# [What you will do]
Copy out the records below word for word, leaving out the pictures.

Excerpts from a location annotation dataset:
------

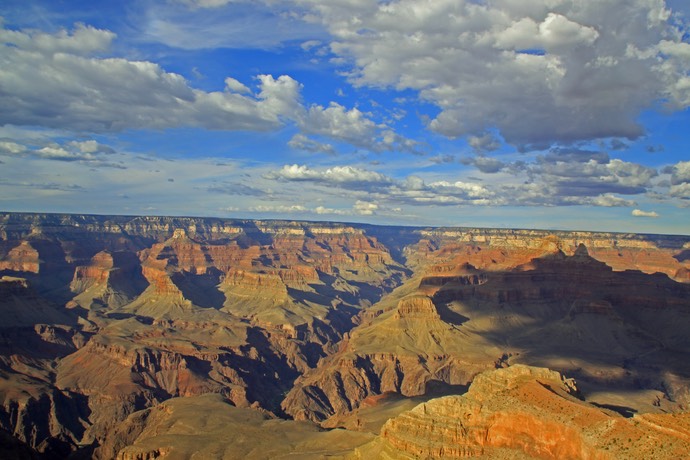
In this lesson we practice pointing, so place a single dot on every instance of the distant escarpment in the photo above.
(527, 412)
(108, 317)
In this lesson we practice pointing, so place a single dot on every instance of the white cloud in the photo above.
(680, 172)
(680, 190)
(640, 213)
(365, 208)
(537, 72)
(336, 175)
(55, 81)
(610, 200)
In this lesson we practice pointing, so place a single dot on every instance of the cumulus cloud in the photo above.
(89, 152)
(610, 200)
(484, 164)
(640, 213)
(537, 72)
(57, 81)
(361, 208)
(348, 175)
(60, 81)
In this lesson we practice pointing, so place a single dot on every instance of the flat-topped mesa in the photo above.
(487, 384)
(96, 273)
(417, 307)
(525, 412)
(250, 286)
(22, 258)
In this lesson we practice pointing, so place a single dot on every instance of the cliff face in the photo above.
(527, 412)
(107, 316)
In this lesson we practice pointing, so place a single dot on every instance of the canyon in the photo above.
(137, 337)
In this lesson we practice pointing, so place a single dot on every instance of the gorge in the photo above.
(166, 337)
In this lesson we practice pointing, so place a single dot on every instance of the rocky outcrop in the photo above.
(23, 258)
(113, 315)
(526, 412)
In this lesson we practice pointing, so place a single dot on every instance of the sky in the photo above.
(550, 114)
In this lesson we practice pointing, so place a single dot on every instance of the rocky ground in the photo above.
(142, 337)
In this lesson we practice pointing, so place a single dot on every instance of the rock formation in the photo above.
(106, 318)
(527, 412)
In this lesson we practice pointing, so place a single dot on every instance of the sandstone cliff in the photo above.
(111, 315)
(526, 412)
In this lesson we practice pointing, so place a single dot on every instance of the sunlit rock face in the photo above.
(106, 318)
(527, 412)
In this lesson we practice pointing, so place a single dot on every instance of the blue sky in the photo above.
(565, 114)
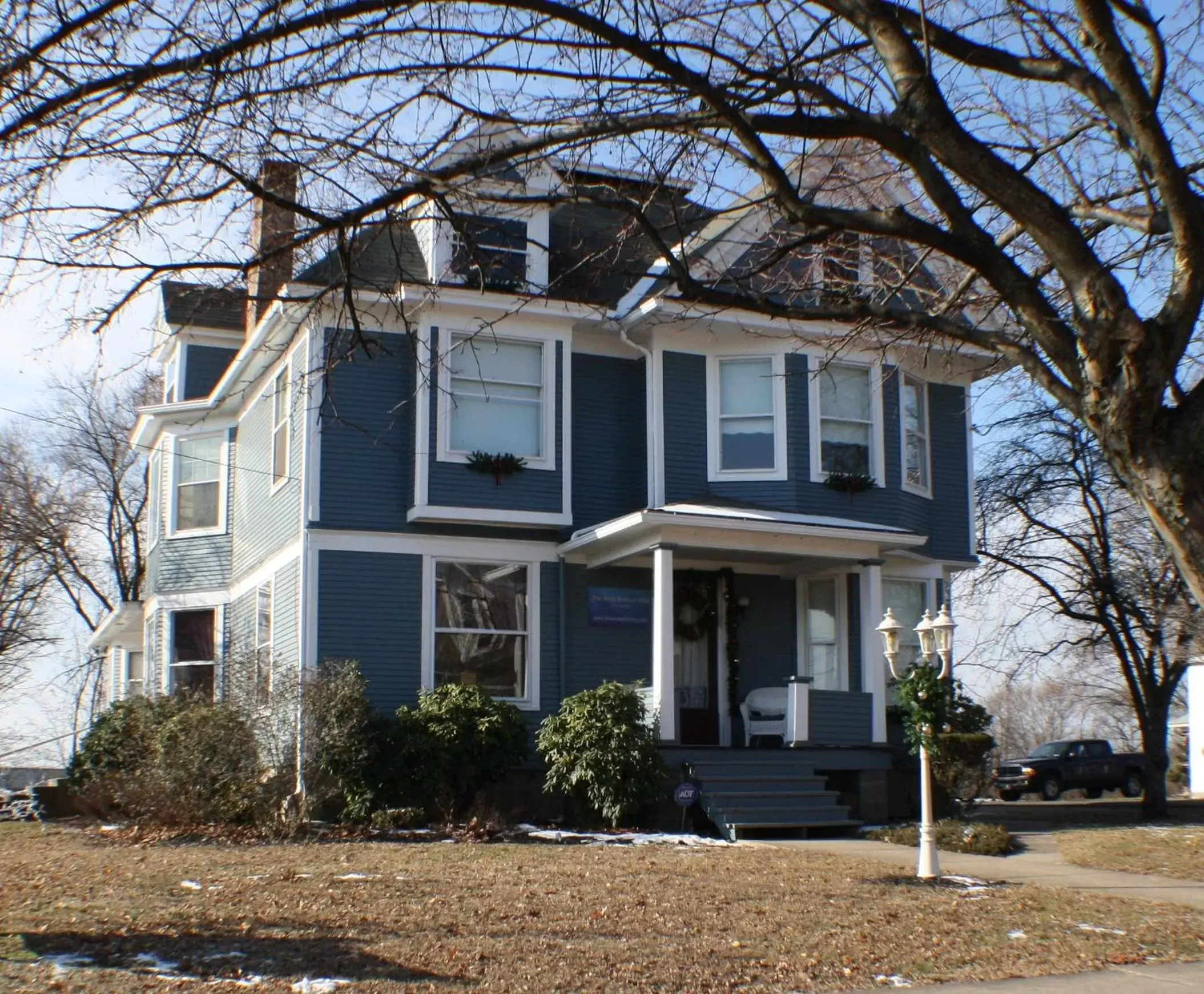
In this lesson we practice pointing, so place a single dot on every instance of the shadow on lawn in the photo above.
(215, 956)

------

# [Solution to this exercise]
In this lesson we practice pointing, so place a single dot on every instance of the distant escarpment in the photo above.
(527, 412)
(108, 317)
In this lesson we practice pointing, so place a single dot on every instance of the white cloud in the photo above.
(680, 172)
(680, 190)
(640, 213)
(365, 208)
(537, 72)
(336, 175)
(55, 81)
(610, 200)
In this lesson we practice pointing, so place a single dot on every instance of the cumulus cloud in the photo above.
(89, 152)
(610, 200)
(484, 164)
(640, 213)
(537, 72)
(57, 81)
(361, 208)
(348, 175)
(60, 81)
In this lesson we practice pointing, so place a single dot on every instance of the flat-topped mesa in the photo above.
(487, 384)
(96, 273)
(417, 307)
(525, 412)
(250, 286)
(22, 258)
In this lesson we practice pointing, so place a single dot on every instance of the cliff face in the photo above.
(527, 412)
(107, 316)
In this lesson we practice pointing, so place a single dot on every instance of the canyon in the photo above.
(137, 337)
In this lesson we practice pointing, so place a single dot on every instance of the gorge in the photo above.
(166, 337)
In this lesson we practice pointing, so place a single dot on every instance of the rocky outcrop in the photo above.
(23, 258)
(113, 315)
(526, 412)
In this lesson we practice pointing, so place a single dot on every instance of the sky in the photo above.
(550, 114)
In this lesson we practice pointing, so place a single dot on every instance of the rocky ground in the photo above.
(142, 337)
In this lesson we practice pointing, so place a single dot on every instance of the rock formation in the photo above.
(106, 318)
(527, 412)
In this lesson we practice pointing, so place a single dot on every instance of the sandstone cliff in the photo above.
(111, 315)
(526, 412)
In this lesson we practice pointing, so place a single dot on every instance of the sunlit rock face in the photo above.
(106, 318)
(527, 412)
In this lesson we practice pointing, so place a single dot on every instance of the blue sky in the photo above.
(565, 114)
In this lesson we practice pointing, so place a single dot on every instance of the shadow on lawn in the photo above.
(215, 956)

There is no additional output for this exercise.